Passage provided:
When “Alfie the Alien” landed at Parap Primary School, he wanted to learn about family. Sue Bishop’s Year 1 learners didn’t hesitate and took the little visitor in as one of their very own.
Learn all about how Sue’s students used Solution Fluency to both teach and learn about family, food, and fellowship alongside their brand new extraterrestrial honour student.
Families are more than just our relatives; they are among our most meaningful and essential human relationships. Without family and the bonds it represents, our lives are lonelier and less enriching.
The Year 1 learners of Parap Primary School were faced with a compelling challenge about this. Their teacher Susan Bishop wanted them to use Solution Fluency to consider how they would explain the idea of family to a visitor from another planet.
Alfie the Alien hangs out in the home of a Year 1 learner
“Alfie the Alien landed in the Year 1 classes in Term 2 asking a BIG question: What is family? He started off wanting to know about families and how they work,” Sue explains.
“Once the students started discovering information for Alfie, the question got bigger, and they then looked at what we need to survive on Earth.”

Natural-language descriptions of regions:

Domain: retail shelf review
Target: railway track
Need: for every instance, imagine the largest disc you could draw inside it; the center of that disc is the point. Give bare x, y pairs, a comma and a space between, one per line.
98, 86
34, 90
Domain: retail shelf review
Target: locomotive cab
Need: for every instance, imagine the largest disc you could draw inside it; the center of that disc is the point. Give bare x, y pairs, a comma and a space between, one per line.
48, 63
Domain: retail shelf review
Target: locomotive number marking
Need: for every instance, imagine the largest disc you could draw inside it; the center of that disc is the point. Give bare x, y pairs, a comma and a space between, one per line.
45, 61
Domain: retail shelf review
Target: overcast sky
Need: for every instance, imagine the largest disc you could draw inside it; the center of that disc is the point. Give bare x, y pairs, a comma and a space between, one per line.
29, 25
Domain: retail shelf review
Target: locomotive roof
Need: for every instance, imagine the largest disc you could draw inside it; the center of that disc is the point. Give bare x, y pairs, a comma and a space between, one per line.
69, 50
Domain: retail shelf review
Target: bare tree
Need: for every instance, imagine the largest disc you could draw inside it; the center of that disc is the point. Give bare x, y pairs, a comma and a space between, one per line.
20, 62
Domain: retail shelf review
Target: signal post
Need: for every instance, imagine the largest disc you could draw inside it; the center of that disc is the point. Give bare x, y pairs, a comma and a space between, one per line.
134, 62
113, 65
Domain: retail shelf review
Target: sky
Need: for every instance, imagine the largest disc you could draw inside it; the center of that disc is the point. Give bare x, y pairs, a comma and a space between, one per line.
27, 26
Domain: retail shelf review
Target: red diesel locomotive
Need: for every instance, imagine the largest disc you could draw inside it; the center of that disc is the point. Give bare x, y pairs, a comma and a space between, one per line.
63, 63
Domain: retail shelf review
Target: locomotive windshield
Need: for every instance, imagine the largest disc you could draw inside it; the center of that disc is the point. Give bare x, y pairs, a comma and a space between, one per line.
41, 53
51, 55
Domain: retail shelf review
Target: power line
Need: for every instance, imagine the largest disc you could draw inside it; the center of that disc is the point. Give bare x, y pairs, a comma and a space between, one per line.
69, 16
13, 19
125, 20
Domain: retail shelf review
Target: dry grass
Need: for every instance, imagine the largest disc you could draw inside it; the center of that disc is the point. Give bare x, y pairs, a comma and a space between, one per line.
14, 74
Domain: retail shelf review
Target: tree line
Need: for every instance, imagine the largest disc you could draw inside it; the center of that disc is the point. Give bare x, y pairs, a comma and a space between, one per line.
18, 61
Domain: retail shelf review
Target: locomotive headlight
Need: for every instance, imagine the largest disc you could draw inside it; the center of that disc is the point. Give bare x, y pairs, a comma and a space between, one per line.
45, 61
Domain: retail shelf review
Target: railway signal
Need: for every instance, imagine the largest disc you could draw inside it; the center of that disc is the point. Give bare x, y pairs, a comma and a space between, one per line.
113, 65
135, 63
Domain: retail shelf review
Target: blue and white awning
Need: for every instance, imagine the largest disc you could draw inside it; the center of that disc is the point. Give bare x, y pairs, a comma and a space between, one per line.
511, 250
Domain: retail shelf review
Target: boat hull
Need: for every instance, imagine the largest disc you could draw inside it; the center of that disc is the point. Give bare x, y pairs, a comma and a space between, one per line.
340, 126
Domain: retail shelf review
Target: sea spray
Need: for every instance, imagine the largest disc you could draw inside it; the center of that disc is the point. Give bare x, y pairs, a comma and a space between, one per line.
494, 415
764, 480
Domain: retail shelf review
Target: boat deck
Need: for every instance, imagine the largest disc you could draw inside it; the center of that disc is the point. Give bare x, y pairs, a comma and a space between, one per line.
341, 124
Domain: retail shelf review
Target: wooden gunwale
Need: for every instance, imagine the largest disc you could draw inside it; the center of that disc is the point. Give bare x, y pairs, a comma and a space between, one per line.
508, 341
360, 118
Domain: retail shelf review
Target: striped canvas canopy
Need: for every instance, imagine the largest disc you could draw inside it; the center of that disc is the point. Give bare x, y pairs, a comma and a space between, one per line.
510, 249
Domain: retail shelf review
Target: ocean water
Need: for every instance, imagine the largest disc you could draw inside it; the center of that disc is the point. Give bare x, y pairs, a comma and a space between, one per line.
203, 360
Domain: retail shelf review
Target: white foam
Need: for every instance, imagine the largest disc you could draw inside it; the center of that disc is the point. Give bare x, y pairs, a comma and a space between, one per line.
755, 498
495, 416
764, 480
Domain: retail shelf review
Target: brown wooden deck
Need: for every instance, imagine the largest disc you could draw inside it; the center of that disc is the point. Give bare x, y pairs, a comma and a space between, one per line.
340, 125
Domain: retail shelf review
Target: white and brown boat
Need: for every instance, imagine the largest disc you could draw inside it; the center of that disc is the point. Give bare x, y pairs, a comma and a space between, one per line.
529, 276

Exercise directions: Return everything from "Learn all about" down to "extraterrestrial honour student." in the passage on Alfie the Alien, copied word for word.

Answer space:
Learn all about how Sue’s students used Solution Fluency to both teach and learn about family, food, and fellowship alongside their brand new extraterrestrial honour student.